> **YOUR ASSIGNMENT**
Without altering anything, repeat each of the records.
-----
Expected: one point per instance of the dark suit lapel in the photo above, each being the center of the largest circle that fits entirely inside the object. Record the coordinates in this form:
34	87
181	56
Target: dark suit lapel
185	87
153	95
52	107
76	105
-----
> **RESPONSE TO THE TASK**
Expected: one point per instance of the dark suit lapel in the photo above, each being the center of the largest circle that fits entirely inside the object. Record the coordinates in this form:
34	87
181	56
Target: dark suit lapel
185	87
153	95
52	107
76	105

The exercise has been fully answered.